**Exercise details**
Set out every line of the records below as a numbered list, skipping any blank lines. Leave the pictures out of your list.

**Given entries**
════════════════════
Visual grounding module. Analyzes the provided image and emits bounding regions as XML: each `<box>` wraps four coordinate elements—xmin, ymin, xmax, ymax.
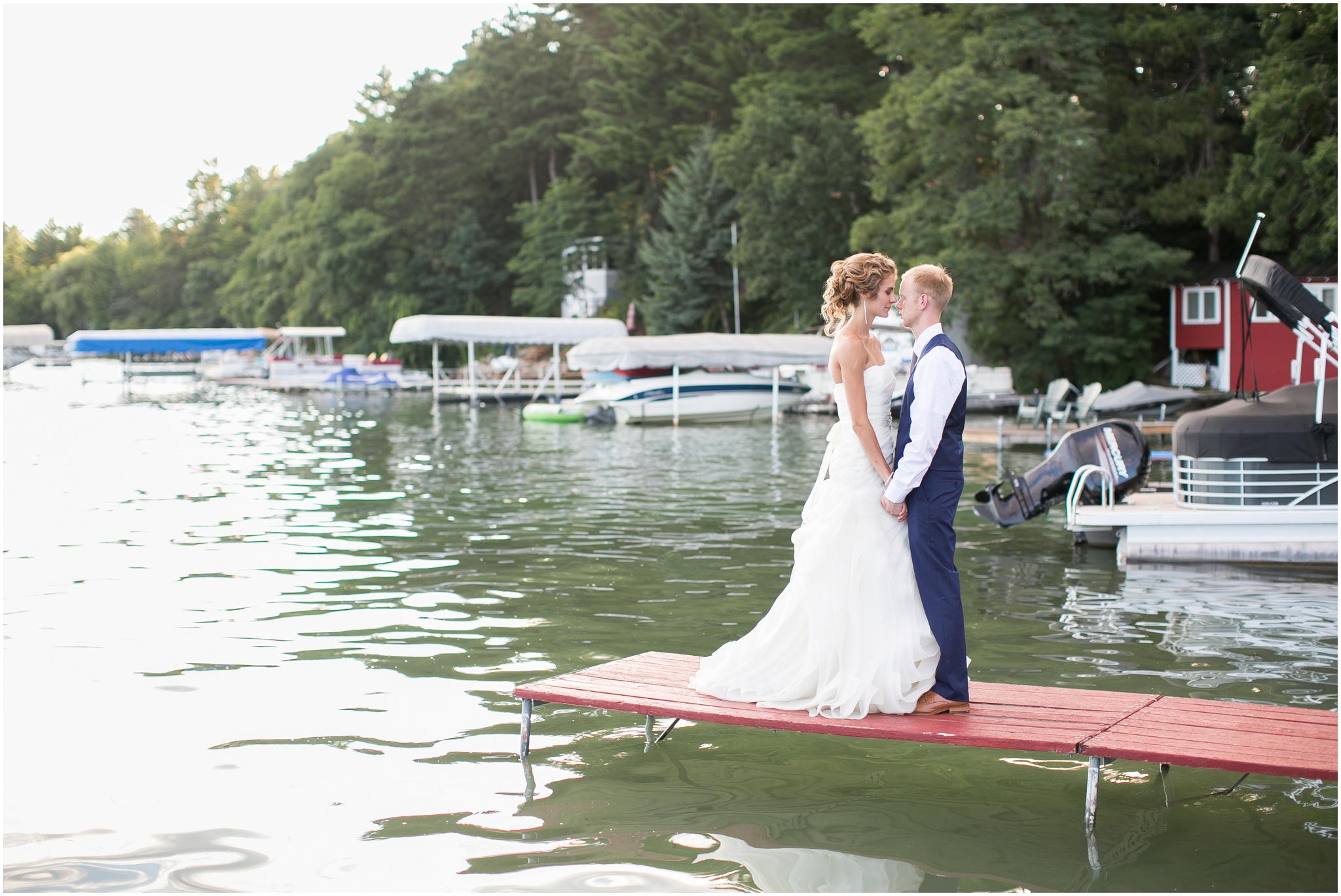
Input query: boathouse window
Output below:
<box><xmin>1183</xmin><ymin>287</ymin><xmax>1221</xmax><ymax>323</ymax></box>
<box><xmin>1304</xmin><ymin>283</ymin><xmax>1337</xmax><ymax>317</ymax></box>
════════════════════
**Exercise output**
1. Visual grounding module. Analyzes the provided image and emits bounding regions as XML: each `<box>` wraps four coordinate elements—xmin, ymin, xmax, ymax.
2. Input query: boathouse window
3. Output below:
4. <box><xmin>1183</xmin><ymin>287</ymin><xmax>1221</xmax><ymax>323</ymax></box>
5. <box><xmin>1304</xmin><ymin>283</ymin><xmax>1337</xmax><ymax>317</ymax></box>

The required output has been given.